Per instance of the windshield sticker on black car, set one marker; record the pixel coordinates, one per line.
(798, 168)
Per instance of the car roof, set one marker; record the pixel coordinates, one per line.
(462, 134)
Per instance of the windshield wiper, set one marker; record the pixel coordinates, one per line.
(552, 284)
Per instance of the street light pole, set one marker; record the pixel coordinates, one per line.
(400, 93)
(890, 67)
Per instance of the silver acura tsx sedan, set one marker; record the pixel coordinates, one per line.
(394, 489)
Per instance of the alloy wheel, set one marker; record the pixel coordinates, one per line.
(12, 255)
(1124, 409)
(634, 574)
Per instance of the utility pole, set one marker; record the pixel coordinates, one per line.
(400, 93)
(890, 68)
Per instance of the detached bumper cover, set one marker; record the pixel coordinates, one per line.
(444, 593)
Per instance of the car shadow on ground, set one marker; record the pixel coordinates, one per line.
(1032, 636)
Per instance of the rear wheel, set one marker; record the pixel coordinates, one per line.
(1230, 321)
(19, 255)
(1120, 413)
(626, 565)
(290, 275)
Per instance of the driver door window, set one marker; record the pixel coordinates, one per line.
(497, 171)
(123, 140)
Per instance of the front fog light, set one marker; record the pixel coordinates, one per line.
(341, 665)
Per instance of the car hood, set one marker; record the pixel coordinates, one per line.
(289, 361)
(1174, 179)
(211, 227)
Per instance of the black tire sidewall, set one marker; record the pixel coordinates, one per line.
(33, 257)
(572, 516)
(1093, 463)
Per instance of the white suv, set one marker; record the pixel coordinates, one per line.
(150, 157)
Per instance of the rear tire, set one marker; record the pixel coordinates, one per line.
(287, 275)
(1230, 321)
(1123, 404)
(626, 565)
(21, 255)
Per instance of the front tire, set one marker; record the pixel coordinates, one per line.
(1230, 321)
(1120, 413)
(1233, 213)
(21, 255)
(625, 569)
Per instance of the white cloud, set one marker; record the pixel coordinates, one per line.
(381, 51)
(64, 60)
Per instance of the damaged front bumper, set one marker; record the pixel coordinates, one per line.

---------------

> _Set exercise_: All of the entries above need to be reproduced exactly.

> _Solution to this problem_:
Per instance of the windshield sticker on black car, set one marker; record the pixel coordinates, one per line.
(798, 168)
Per instance of the car roof, set one marker; record the pixel coordinates, one per line.
(462, 134)
Per instance of the windshield wiper, set one marker; record the pixel coordinates, one per line.
(552, 284)
Per instance of the street light pole, set one marker; record the pixel coordinates, one per line.
(400, 93)
(890, 67)
Per instance of the silver acura tsx sedan, set one marker; record the pixel coordinates, one per line.
(394, 489)
Per instance of the alloy wheel, set one marker; record the pixel coordinates, one per line.
(12, 255)
(1124, 409)
(634, 574)
Per instance of the utility pole, set one marker; record the pixel coordinates, one per line.
(400, 93)
(890, 68)
Per instance of the detached bumper cover, set one marker; record the pixel coordinates, one per line.
(444, 593)
Per instance of the car shadow on ground, set one marker; record the pixel coordinates, one per line.
(1032, 636)
Per instance of the rear wheel, set one marker; record the pixel coordinates, one per line.
(1230, 321)
(19, 255)
(1120, 413)
(626, 565)
(290, 275)
Per instance of the driver door window, set one marker; record the pixel coordinates, one per line.
(497, 171)
(123, 140)
Per instance of the front fog light, set one marker; record the pixel coordinates, one per line.
(341, 665)
Per instance of the car hood, set one marker; record the pixel coordinates, one per line.
(289, 361)
(1174, 179)
(211, 227)
Per instance of the black tire sidewall, set one marker; record the pixel coordinates, one per line.
(33, 257)
(572, 516)
(1093, 463)
Per instance of the white suv, set one marker; record the pixel coordinates, one per line.
(150, 157)
Per instance of the rear tire, set one marker; record the pixel coordinates, one per line.
(287, 275)
(1230, 321)
(1123, 404)
(626, 565)
(21, 255)
Per instance of the front tire, set one marker; record the pixel coordinates, one per line.
(1230, 321)
(1120, 413)
(1233, 213)
(21, 255)
(625, 569)
Per instance of the white cloud, set one marker; record the pixel coordinates, one per line.
(381, 51)
(64, 60)
Per instance of the damaged front bumper, set one marker; record the pixel coordinates, one per line.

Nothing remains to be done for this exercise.